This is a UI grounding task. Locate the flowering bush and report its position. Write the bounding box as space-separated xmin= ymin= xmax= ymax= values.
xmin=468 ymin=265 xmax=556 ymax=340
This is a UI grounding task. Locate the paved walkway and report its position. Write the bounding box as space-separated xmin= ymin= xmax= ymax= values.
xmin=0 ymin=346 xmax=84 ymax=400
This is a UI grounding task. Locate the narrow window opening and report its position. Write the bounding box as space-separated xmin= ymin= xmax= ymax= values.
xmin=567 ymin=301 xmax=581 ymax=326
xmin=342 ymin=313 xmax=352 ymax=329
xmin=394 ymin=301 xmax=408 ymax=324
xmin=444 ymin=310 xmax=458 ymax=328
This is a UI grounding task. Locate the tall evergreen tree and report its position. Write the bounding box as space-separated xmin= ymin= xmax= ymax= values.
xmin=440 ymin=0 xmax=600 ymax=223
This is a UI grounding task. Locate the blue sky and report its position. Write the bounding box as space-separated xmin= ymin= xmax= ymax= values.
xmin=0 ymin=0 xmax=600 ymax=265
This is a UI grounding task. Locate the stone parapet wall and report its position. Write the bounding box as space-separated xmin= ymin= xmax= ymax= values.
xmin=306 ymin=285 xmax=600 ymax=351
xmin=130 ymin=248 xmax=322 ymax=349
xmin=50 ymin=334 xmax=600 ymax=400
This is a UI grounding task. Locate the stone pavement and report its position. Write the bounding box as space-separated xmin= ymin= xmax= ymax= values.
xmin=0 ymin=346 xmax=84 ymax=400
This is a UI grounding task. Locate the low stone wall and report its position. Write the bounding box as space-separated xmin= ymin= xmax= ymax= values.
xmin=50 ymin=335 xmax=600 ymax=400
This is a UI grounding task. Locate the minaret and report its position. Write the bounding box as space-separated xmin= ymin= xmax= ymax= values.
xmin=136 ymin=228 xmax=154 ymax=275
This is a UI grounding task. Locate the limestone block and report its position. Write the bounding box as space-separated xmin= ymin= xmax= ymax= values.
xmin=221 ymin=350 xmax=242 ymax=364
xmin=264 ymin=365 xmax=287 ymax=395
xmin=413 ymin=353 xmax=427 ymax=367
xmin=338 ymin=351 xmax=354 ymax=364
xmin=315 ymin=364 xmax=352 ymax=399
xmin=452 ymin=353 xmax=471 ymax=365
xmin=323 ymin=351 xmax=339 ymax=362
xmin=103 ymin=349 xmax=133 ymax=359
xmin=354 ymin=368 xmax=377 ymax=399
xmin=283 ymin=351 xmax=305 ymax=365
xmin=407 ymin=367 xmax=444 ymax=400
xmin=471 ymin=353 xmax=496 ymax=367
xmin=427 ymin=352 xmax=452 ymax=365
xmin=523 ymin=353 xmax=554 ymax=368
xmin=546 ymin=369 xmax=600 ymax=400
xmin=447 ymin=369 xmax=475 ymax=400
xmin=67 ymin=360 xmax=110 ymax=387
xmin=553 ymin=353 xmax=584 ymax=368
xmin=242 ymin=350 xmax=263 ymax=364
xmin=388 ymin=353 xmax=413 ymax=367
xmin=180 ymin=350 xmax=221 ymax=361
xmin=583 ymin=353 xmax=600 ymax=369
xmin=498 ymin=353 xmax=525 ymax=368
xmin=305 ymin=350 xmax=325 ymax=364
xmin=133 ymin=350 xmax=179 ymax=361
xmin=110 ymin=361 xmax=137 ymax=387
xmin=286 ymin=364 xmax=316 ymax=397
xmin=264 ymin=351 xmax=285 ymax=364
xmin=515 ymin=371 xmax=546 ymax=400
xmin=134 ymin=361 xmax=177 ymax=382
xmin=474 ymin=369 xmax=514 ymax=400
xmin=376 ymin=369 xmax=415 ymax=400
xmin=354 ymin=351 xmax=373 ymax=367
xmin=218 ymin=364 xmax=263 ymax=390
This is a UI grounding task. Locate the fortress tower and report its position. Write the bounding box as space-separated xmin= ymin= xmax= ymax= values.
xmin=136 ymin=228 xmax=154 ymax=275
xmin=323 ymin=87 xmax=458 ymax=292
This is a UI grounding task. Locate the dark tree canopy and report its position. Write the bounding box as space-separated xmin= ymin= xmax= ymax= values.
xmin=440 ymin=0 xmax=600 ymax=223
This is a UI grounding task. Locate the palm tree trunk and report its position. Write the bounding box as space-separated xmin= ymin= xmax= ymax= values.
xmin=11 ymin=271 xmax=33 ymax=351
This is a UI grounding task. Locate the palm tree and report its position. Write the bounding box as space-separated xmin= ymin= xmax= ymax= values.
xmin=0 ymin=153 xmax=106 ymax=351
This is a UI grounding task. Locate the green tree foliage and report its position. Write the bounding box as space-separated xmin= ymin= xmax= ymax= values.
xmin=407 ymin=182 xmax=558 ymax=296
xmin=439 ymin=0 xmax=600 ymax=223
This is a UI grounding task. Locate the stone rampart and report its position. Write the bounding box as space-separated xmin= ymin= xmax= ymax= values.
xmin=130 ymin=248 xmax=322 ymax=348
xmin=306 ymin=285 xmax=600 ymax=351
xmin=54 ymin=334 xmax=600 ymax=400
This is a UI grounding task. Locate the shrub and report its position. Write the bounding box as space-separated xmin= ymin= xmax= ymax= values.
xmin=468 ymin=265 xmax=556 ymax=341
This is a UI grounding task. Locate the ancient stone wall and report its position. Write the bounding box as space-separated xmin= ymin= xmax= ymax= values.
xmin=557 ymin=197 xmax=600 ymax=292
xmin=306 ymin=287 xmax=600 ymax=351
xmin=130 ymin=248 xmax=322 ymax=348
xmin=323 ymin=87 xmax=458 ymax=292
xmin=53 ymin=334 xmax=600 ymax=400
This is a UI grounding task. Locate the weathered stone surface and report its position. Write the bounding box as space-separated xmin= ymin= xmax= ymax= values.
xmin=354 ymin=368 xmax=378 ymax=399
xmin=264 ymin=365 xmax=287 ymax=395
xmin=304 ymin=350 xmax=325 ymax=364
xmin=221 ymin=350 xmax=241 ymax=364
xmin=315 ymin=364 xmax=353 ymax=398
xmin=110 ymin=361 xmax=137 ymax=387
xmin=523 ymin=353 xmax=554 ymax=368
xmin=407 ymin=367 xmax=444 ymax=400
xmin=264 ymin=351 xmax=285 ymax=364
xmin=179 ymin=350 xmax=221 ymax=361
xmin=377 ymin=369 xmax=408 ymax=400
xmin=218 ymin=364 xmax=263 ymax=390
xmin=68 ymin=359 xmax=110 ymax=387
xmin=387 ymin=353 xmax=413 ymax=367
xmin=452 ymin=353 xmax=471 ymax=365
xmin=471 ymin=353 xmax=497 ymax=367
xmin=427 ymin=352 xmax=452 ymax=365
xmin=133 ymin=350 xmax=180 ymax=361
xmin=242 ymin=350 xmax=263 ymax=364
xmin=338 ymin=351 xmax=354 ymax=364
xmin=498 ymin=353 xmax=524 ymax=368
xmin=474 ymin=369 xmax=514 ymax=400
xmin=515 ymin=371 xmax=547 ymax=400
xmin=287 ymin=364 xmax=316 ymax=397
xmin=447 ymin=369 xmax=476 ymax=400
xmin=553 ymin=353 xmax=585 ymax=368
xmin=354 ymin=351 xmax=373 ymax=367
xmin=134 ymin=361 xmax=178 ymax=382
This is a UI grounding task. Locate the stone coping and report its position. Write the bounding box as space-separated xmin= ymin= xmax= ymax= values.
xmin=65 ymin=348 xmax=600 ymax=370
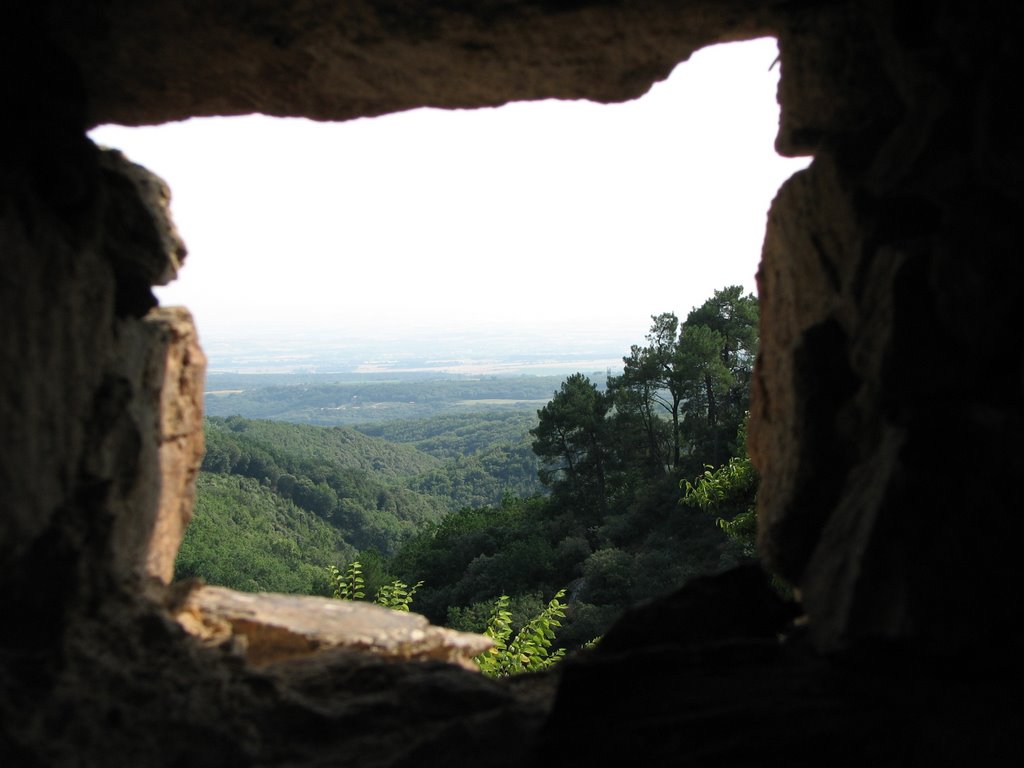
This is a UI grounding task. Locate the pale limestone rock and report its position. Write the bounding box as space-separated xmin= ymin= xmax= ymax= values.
xmin=174 ymin=587 xmax=493 ymax=671
xmin=145 ymin=307 xmax=206 ymax=584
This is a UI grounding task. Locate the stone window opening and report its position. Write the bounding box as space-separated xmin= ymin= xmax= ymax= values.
xmin=92 ymin=39 xmax=815 ymax=679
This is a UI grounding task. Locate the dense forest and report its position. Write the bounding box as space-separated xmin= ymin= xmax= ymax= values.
xmin=177 ymin=287 xmax=758 ymax=646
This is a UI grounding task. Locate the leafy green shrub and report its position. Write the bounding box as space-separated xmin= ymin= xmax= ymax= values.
xmin=374 ymin=579 xmax=423 ymax=613
xmin=679 ymin=456 xmax=758 ymax=557
xmin=475 ymin=590 xmax=566 ymax=677
xmin=327 ymin=560 xmax=423 ymax=613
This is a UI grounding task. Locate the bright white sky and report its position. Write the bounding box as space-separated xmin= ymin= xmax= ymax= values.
xmin=91 ymin=39 xmax=808 ymax=341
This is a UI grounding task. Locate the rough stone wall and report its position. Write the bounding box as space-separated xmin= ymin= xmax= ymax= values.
xmin=0 ymin=0 xmax=1024 ymax=765
xmin=752 ymin=3 xmax=1024 ymax=652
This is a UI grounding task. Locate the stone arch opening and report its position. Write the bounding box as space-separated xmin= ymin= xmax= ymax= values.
xmin=0 ymin=0 xmax=1024 ymax=765
xmin=88 ymin=41 xmax=806 ymax=657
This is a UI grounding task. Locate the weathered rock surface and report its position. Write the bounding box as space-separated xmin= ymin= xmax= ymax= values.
xmin=174 ymin=587 xmax=494 ymax=672
xmin=0 ymin=0 xmax=1024 ymax=768
xmin=144 ymin=307 xmax=206 ymax=584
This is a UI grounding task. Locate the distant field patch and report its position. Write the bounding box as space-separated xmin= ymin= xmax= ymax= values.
xmin=455 ymin=397 xmax=551 ymax=406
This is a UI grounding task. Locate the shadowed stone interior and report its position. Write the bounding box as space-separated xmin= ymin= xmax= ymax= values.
xmin=0 ymin=0 xmax=1024 ymax=766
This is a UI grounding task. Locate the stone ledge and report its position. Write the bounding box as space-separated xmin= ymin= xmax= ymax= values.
xmin=173 ymin=586 xmax=493 ymax=671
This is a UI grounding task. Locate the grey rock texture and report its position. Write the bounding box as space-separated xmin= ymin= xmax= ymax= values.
xmin=0 ymin=0 xmax=1024 ymax=766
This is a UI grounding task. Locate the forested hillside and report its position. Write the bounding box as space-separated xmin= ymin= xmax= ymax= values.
xmin=178 ymin=287 xmax=758 ymax=655
xmin=177 ymin=414 xmax=541 ymax=593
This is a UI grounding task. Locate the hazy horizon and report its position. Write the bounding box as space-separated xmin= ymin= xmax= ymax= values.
xmin=91 ymin=39 xmax=808 ymax=361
★ ★ ★ ★ ★ ★ ★
Description of the task:
Starting with the line containing "This is a UI grounding task. Locate the bright" and going on through the line containing "xmin=88 ymin=41 xmax=806 ymax=657", copy out every line in that span, whether or not it holds coordinates, and add 40 to each bounding box coordinate value.

Answer:
This is a UI grounding task. Locate the bright white sky and report its position. Write the bounding box as space-separated xmin= ymin= xmax= ymax= values.
xmin=131 ymin=79 xmax=848 ymax=381
This is a UI grounding task. Locate the rough stone wall and report its position. Write the bounding box as space-separated xmin= ymin= xmax= ymax= values.
xmin=40 ymin=40 xmax=1064 ymax=805
xmin=792 ymin=43 xmax=1064 ymax=692
This is a UI grounding task. Locate the stone arch opening and report its position. Write the bounding box as space-separated xmin= ymin= xmax= ymax= values.
xmin=40 ymin=40 xmax=1064 ymax=805
xmin=128 ymin=81 xmax=846 ymax=697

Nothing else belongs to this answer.